[start]

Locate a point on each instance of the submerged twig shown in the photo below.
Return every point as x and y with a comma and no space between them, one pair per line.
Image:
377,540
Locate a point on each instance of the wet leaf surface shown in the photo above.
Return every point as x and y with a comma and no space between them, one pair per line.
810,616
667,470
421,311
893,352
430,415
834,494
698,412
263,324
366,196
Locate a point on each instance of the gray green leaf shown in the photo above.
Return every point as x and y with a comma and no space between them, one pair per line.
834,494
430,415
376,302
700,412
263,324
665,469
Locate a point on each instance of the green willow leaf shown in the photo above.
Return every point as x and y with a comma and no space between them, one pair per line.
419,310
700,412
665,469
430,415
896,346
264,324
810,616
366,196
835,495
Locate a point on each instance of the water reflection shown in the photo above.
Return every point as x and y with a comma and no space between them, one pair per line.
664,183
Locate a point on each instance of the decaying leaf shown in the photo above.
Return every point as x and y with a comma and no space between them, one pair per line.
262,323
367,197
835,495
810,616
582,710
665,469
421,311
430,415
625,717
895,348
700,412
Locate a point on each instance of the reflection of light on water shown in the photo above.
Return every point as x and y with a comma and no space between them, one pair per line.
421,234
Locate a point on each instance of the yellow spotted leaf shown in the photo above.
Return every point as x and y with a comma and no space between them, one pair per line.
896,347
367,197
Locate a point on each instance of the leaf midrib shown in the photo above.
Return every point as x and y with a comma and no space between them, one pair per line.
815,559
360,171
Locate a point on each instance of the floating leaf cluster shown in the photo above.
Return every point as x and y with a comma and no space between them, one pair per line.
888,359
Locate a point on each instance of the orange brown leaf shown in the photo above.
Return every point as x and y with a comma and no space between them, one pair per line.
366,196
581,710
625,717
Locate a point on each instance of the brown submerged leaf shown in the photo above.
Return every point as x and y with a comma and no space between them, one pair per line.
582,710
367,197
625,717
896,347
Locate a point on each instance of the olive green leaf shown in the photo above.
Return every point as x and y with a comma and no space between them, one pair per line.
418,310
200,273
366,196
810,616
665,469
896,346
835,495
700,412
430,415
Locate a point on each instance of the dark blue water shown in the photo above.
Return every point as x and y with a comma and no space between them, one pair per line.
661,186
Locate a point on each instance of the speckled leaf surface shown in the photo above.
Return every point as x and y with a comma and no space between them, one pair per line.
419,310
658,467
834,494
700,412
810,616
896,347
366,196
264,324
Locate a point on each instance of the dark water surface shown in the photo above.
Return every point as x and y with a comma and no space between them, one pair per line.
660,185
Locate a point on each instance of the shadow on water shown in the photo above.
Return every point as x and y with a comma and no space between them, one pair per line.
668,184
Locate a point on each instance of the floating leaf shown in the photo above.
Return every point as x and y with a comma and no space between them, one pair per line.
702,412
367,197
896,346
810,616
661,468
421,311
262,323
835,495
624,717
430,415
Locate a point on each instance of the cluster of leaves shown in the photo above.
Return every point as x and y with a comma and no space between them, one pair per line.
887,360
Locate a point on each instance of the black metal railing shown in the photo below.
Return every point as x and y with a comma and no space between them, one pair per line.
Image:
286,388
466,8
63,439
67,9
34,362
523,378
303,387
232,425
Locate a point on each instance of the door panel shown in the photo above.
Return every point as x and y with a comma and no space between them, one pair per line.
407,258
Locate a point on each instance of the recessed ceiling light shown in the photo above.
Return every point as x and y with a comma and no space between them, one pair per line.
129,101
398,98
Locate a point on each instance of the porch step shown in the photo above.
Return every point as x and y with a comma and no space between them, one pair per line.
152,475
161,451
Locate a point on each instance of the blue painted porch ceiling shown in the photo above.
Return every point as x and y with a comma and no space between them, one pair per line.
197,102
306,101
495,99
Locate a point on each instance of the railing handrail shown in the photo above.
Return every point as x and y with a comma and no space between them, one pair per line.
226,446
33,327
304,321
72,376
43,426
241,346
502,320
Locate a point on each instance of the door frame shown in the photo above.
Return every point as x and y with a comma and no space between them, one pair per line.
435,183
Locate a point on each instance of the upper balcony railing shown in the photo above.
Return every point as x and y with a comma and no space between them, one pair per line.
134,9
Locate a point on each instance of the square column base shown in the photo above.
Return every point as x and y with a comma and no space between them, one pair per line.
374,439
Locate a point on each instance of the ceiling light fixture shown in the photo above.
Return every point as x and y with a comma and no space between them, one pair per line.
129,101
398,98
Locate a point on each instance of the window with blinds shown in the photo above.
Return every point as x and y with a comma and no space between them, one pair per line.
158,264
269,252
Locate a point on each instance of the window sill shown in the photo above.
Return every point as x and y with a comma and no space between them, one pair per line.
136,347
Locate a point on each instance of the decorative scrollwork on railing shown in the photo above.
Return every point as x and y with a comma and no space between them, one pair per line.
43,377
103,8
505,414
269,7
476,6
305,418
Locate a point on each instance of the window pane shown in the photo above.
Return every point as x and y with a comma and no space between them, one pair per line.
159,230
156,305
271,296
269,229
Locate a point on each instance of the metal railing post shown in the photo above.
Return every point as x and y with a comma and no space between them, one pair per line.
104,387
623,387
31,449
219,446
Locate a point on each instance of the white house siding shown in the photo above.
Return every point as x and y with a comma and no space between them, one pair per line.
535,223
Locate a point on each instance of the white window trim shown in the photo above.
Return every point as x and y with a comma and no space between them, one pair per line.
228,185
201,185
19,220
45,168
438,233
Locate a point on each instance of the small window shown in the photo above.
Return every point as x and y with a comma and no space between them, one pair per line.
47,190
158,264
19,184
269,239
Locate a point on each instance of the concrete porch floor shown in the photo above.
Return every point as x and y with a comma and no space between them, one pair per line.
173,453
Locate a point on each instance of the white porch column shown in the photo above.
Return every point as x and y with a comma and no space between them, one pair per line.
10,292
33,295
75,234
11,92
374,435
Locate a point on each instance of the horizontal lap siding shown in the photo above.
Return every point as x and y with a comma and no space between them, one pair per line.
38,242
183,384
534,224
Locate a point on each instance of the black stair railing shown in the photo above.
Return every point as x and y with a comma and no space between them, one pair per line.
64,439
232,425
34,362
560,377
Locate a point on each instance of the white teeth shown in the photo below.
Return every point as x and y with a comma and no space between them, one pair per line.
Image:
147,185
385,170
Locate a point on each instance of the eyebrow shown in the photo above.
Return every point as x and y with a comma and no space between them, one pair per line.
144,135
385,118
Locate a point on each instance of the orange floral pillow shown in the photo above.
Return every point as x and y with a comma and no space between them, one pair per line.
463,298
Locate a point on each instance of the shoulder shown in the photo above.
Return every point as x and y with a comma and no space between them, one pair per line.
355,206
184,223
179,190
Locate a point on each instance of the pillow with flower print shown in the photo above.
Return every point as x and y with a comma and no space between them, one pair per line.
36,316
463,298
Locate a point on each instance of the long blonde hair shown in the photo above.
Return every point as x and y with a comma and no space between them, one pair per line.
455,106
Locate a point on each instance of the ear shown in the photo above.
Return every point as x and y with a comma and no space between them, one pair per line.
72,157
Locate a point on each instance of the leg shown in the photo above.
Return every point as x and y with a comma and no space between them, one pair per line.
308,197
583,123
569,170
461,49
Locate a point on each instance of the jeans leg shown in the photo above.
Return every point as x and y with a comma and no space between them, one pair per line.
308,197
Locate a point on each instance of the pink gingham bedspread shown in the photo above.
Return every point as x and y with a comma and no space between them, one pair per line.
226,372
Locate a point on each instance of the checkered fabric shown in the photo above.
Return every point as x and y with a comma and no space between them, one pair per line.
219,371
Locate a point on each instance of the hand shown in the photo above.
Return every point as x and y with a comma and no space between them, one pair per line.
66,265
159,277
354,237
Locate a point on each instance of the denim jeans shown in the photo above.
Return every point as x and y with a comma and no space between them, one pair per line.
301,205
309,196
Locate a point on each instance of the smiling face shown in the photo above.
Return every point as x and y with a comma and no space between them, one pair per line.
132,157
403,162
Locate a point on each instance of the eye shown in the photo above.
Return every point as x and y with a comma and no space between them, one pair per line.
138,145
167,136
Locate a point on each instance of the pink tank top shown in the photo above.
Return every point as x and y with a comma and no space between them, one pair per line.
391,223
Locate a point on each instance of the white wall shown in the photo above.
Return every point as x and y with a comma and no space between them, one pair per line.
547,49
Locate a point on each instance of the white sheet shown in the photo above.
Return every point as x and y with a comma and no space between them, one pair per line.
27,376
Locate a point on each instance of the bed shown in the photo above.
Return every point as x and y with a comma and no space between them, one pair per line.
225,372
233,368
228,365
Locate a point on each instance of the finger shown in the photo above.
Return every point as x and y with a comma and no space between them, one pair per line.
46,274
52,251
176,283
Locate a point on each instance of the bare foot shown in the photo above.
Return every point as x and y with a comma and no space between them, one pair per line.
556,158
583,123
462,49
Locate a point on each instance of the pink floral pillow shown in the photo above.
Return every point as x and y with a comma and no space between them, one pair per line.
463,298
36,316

[end]

◆ Aim of the exercise:
Scale the data from the line with "Locate a point on each instance of the bed" through the end of the data and reproduce every line, requests included, with each point coordinate in the answers multiplied by 1.6 and rounded to the nearest whole number, halves rounded up. Give only these lines.

◆ Solution to this exercise:
Locate a point on each instance of the bed shown in the photo above.
Return every point as x and y with a comma and no space between them, one pair per line.
360,595
373,589
365,584
Locate a point on each instance of the finger shown in the photo above.
Return every point as x and y with a comma and no space between them, one pair per line.
74,438
83,402
282,453
Locate a point on each instance of the bare foot shown in the photo above.
Return every point as x and y with a comma and no space between them, one pair per line.
890,253
933,197
739,78
Locate a point on each instance of the pink floral pillow shown in the photo above.
Return every point as x and y with a comma and no space between them, one pair per line.
741,477
58,506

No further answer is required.